■ **EXERCISE AIM**
Reproduce word for word the lines starting at the first of the rows below and ending at the line that contains "left=200, top=131, right=269, bottom=250", both included.

■ **EXERCISE DATA**
— START —

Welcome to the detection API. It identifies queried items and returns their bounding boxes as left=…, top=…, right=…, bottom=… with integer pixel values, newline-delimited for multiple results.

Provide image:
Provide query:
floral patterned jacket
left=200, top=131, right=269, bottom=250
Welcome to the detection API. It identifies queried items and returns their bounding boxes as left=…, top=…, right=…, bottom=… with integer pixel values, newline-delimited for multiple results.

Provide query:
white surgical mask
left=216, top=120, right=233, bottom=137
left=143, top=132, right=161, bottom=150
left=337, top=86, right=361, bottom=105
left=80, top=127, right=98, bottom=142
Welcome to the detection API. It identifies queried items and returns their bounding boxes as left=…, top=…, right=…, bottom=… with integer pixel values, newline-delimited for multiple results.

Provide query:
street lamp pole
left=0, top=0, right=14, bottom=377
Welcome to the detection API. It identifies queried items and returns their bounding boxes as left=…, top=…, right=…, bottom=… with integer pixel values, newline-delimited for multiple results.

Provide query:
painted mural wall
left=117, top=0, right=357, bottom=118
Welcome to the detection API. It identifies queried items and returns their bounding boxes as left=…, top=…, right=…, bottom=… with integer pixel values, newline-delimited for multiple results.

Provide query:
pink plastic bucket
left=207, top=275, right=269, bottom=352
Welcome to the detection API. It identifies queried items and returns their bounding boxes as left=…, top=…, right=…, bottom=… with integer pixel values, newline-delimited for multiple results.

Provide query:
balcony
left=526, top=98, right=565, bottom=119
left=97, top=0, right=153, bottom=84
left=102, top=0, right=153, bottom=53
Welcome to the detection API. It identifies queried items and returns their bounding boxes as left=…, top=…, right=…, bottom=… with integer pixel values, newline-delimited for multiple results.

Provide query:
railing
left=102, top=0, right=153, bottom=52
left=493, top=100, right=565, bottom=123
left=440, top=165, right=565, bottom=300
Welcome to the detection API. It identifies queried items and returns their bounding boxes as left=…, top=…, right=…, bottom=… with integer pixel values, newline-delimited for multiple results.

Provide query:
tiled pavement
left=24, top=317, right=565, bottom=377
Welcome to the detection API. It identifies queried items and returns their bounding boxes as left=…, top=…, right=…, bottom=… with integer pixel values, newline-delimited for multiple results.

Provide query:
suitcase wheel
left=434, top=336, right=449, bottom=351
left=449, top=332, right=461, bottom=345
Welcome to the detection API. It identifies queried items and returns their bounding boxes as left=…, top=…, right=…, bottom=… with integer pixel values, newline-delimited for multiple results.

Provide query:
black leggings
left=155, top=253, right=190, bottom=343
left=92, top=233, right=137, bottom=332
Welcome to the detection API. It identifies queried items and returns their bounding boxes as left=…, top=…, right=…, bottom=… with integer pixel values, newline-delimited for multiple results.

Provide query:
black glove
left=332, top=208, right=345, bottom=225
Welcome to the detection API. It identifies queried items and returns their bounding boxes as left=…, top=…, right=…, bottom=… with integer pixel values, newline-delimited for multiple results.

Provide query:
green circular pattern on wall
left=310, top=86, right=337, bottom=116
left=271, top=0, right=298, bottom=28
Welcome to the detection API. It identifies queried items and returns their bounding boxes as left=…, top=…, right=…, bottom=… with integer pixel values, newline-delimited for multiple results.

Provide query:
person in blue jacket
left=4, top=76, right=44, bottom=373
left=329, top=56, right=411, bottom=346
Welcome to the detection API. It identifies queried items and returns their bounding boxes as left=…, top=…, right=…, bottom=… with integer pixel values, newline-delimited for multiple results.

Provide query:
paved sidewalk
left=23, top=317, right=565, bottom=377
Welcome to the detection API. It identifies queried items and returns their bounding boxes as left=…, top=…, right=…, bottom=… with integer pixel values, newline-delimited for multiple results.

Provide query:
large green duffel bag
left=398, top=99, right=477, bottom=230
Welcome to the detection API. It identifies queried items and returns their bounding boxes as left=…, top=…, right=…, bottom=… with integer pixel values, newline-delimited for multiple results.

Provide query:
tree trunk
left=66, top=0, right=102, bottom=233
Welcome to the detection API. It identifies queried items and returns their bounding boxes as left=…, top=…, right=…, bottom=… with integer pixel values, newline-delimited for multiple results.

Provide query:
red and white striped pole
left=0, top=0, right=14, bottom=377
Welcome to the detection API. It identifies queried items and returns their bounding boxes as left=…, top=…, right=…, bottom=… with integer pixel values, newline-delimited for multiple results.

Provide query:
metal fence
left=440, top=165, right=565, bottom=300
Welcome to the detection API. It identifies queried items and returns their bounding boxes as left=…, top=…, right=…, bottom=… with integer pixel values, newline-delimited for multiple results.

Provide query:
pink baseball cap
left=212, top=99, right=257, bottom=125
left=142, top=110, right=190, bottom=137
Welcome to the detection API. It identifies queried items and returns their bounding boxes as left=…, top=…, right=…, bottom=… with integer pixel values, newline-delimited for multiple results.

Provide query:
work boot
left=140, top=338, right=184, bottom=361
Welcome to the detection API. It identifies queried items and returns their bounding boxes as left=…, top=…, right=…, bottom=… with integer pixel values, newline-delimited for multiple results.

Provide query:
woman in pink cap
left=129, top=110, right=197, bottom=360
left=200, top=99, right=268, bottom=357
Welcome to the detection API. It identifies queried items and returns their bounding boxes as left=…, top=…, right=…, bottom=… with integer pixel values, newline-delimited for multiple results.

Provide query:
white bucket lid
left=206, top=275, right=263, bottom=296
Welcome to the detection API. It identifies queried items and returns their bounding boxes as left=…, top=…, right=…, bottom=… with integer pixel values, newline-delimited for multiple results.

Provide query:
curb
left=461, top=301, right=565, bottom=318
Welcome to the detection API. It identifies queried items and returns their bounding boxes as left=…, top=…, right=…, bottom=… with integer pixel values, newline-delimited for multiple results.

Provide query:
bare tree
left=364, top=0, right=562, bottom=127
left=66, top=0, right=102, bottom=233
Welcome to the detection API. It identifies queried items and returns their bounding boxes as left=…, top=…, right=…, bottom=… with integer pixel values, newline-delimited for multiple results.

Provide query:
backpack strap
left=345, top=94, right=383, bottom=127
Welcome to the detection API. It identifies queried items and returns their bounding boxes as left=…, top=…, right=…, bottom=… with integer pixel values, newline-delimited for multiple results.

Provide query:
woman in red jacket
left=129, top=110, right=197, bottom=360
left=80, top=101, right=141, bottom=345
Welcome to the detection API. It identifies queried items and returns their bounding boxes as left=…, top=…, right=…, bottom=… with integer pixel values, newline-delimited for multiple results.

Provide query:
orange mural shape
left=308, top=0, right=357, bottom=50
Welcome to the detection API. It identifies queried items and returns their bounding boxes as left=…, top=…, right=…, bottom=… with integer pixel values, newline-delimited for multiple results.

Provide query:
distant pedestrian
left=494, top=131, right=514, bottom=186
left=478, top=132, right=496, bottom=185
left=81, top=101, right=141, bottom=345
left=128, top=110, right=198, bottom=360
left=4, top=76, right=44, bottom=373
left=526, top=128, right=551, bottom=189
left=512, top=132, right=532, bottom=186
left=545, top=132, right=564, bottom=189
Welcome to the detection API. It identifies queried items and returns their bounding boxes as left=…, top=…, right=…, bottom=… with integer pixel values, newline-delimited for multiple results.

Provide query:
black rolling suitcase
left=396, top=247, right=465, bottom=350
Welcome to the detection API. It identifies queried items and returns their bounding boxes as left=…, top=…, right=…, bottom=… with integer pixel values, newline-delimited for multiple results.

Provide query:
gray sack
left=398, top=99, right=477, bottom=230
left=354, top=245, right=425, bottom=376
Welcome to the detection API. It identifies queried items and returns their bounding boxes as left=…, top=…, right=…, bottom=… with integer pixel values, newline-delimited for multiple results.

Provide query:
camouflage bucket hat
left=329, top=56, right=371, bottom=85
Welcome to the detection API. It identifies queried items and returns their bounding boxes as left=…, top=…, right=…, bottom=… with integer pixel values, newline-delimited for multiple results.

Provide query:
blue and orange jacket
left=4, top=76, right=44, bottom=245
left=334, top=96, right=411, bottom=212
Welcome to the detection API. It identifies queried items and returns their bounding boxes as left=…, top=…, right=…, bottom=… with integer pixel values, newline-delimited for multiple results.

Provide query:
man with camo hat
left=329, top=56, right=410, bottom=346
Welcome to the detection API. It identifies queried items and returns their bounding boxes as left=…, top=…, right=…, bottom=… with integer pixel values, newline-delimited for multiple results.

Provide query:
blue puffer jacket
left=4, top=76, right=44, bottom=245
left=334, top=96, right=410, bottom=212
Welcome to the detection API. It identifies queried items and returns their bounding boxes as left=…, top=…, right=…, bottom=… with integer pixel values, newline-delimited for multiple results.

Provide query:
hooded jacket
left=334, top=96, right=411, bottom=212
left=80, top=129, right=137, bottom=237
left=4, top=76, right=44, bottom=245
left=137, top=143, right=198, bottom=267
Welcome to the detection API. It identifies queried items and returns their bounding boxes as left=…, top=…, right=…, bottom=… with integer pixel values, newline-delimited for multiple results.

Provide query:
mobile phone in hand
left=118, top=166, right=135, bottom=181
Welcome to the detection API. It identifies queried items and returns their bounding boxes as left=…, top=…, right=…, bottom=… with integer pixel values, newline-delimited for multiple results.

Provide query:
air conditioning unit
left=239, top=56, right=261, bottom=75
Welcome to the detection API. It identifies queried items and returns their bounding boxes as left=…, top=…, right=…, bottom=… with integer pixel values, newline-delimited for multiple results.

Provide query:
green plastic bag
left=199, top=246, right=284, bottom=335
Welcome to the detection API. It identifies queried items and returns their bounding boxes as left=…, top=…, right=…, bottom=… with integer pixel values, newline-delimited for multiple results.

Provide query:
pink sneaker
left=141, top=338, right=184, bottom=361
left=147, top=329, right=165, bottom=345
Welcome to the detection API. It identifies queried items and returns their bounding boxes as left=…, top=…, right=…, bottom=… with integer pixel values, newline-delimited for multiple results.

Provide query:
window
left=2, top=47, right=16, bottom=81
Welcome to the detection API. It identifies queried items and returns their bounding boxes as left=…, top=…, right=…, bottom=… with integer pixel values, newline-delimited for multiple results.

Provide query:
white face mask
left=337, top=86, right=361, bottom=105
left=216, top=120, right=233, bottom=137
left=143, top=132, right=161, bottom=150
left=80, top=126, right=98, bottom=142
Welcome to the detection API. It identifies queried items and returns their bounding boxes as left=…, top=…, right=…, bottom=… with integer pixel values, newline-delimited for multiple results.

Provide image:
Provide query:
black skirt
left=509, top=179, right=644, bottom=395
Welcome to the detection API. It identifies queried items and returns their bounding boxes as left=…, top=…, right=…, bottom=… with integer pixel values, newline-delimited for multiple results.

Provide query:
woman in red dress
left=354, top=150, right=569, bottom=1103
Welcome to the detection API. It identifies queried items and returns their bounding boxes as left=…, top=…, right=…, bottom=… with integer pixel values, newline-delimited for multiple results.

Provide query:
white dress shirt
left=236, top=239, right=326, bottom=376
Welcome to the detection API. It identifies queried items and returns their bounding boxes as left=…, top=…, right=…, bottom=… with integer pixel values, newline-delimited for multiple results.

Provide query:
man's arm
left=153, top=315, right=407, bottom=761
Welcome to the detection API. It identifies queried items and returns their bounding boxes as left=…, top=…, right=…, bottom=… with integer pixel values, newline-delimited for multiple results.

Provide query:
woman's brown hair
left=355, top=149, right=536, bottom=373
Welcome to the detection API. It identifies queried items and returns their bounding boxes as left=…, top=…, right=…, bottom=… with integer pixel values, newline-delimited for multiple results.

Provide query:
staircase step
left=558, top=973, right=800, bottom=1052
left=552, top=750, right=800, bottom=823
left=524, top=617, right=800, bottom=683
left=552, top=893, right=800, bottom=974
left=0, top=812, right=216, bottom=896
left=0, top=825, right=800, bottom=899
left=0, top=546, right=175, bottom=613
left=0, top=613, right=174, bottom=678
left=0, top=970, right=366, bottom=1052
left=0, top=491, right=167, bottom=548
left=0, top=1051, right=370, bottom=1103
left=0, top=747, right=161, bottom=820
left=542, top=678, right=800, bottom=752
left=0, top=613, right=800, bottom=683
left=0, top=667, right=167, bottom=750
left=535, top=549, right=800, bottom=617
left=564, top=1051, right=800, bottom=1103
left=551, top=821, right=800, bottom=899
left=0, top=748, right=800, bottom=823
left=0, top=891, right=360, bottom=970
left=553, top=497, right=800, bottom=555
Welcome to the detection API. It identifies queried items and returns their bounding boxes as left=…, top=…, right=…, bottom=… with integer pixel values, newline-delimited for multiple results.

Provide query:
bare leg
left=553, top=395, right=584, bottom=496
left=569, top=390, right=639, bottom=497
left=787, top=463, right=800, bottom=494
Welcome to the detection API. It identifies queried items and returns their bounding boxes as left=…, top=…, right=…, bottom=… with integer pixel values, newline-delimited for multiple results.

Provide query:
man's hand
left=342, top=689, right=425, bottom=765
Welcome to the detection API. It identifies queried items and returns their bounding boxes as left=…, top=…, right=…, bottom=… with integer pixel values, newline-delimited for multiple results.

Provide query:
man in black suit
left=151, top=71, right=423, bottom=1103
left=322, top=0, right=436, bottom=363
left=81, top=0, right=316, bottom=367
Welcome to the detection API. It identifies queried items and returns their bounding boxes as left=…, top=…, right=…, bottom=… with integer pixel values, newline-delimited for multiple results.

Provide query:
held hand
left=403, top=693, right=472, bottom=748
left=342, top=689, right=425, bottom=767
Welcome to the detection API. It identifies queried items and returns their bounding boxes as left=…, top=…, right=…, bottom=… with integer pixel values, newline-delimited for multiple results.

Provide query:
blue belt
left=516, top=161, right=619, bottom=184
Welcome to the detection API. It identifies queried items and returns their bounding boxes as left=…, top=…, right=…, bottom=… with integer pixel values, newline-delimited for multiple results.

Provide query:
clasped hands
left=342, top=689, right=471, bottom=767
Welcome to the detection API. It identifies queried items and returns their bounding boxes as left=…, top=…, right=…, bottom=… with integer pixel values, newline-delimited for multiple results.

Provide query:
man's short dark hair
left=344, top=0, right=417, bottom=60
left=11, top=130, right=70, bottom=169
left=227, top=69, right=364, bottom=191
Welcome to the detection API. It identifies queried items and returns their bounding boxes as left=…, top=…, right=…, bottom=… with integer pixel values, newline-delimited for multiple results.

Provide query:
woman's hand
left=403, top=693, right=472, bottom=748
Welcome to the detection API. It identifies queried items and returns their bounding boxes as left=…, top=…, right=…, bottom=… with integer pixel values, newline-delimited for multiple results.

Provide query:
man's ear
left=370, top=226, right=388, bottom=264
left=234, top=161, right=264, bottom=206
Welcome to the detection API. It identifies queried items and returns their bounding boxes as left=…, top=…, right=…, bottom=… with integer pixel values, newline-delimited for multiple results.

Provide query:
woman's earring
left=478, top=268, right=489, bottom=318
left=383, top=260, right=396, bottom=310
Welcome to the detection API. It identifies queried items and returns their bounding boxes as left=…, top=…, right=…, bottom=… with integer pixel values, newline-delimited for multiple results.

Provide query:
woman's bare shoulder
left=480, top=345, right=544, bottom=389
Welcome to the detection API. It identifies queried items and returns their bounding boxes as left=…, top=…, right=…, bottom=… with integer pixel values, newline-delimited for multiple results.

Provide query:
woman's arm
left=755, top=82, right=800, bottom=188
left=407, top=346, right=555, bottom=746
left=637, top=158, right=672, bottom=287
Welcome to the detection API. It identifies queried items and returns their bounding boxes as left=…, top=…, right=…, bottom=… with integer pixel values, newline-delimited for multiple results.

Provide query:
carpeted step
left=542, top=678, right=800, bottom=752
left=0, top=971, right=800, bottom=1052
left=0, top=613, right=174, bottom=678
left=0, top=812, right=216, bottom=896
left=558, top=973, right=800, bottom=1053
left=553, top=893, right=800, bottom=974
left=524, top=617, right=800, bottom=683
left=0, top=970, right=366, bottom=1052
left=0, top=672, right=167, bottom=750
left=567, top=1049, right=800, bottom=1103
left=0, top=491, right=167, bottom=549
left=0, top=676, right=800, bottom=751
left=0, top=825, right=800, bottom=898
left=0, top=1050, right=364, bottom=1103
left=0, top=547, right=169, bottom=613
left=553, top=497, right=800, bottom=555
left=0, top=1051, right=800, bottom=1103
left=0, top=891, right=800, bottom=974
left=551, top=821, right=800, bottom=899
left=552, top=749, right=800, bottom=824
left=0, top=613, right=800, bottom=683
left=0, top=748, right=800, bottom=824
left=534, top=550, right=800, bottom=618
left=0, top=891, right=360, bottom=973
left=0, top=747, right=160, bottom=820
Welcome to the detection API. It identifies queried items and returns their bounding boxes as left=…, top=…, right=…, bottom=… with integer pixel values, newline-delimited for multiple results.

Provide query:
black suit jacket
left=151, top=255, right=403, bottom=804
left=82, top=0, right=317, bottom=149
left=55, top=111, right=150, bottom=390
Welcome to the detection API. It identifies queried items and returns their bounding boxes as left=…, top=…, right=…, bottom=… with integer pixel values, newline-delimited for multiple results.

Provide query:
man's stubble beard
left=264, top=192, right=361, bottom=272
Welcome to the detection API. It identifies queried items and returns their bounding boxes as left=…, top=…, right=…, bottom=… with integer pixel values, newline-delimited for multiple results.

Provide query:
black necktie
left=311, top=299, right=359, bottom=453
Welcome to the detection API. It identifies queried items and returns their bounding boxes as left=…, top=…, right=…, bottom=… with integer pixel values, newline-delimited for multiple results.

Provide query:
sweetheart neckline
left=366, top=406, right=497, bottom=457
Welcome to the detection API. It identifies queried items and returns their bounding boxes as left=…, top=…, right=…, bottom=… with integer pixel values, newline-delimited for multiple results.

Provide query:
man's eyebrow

— END —

■ **RESULT OF THE EXERCISE**
Welcome to the detection API. It identifies queried items and returns their bounding boxes as left=…, top=…, right=…, bottom=… with integer pixel values, newline-delimited for multiple results.

Provide image:
Provide query:
floral patterned jacket
left=200, top=131, right=269, bottom=250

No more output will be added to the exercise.